## Dataset excerpt
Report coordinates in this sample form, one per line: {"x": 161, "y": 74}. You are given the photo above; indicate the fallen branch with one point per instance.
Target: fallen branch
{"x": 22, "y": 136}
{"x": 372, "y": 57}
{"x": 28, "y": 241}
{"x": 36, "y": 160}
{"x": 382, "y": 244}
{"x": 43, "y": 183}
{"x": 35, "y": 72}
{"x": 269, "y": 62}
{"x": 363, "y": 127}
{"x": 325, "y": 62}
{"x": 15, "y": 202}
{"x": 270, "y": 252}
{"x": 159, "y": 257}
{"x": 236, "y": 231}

## TASK REQUIREMENTS
Please copy all of the items above verbatim.

## ANSWER FOR THIS EXERCISE
Report coordinates in this sample form, one per line: {"x": 161, "y": 74}. You are given the photo above; indicate the fallen branch with one point per instance.
Target: fallen branch
{"x": 22, "y": 136}
{"x": 372, "y": 57}
{"x": 28, "y": 241}
{"x": 36, "y": 160}
{"x": 382, "y": 244}
{"x": 43, "y": 183}
{"x": 35, "y": 72}
{"x": 269, "y": 62}
{"x": 363, "y": 127}
{"x": 325, "y": 62}
{"x": 15, "y": 202}
{"x": 270, "y": 252}
{"x": 159, "y": 257}
{"x": 236, "y": 231}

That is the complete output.